> _Written instruction_: Which lines of the listing below contain the word "white"? Report each such line in full, and treat uppercase and lowercase as different.

> _Available records_:
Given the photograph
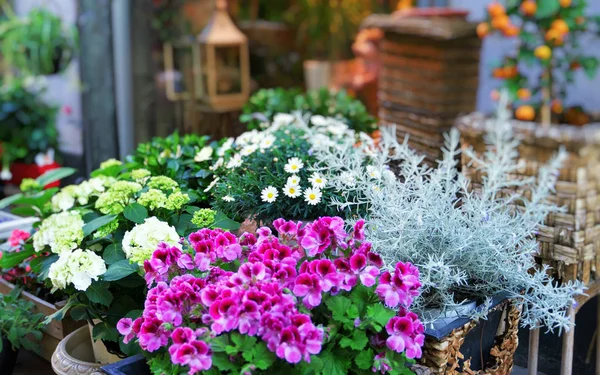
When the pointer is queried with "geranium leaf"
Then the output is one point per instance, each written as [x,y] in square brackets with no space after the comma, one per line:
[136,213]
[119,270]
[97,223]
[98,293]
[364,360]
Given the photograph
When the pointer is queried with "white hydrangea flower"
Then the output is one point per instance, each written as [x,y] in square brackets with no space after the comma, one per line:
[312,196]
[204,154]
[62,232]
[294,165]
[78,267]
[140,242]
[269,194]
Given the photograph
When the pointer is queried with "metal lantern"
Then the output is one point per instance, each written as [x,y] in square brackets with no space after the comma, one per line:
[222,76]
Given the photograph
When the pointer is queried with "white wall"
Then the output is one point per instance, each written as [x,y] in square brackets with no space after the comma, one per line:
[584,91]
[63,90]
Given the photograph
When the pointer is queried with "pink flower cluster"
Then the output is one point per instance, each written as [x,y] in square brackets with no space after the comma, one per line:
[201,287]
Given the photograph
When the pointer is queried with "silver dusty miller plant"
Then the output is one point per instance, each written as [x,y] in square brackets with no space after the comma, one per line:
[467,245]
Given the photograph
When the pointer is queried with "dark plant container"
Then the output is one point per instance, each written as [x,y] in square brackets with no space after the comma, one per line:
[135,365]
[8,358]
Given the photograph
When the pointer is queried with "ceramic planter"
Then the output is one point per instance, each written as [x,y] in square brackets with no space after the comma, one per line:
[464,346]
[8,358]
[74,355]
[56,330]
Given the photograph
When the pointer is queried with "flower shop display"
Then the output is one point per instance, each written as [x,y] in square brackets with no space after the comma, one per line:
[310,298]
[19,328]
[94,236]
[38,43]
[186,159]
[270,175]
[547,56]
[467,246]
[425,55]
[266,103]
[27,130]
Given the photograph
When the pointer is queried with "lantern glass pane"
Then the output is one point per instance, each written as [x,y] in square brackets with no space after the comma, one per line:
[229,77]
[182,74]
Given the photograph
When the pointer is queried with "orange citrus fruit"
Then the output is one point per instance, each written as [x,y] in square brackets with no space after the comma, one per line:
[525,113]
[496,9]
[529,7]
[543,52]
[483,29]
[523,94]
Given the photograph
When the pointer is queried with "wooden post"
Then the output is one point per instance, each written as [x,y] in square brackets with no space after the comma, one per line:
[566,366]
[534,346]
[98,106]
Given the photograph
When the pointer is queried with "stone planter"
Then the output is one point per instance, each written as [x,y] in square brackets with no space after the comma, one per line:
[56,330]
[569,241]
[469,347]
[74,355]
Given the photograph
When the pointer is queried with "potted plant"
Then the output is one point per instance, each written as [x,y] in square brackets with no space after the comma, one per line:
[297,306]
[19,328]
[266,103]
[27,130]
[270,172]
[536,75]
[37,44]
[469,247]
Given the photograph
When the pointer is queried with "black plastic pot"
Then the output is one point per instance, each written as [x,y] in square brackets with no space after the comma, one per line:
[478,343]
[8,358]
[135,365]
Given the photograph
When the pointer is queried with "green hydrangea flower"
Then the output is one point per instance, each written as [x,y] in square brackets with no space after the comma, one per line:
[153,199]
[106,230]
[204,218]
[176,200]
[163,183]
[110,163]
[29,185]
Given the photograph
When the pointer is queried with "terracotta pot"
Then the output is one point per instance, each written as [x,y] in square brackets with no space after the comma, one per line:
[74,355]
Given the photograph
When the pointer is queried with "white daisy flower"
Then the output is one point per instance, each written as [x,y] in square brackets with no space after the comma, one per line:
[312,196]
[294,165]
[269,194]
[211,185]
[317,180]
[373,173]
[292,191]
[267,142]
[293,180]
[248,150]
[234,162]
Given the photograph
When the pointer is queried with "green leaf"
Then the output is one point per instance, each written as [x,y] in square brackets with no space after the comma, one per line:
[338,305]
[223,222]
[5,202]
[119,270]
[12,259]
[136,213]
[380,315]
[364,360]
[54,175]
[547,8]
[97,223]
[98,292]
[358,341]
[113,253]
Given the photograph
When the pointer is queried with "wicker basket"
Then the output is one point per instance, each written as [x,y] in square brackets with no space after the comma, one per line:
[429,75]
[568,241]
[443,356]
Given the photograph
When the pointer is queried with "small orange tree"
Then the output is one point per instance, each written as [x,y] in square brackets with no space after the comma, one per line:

> _Finished task_:
When the pointer is queried with "white hydrangea flower"
When the pointer is queried with "white wall"
When the pointer is queried with "white daisy flower"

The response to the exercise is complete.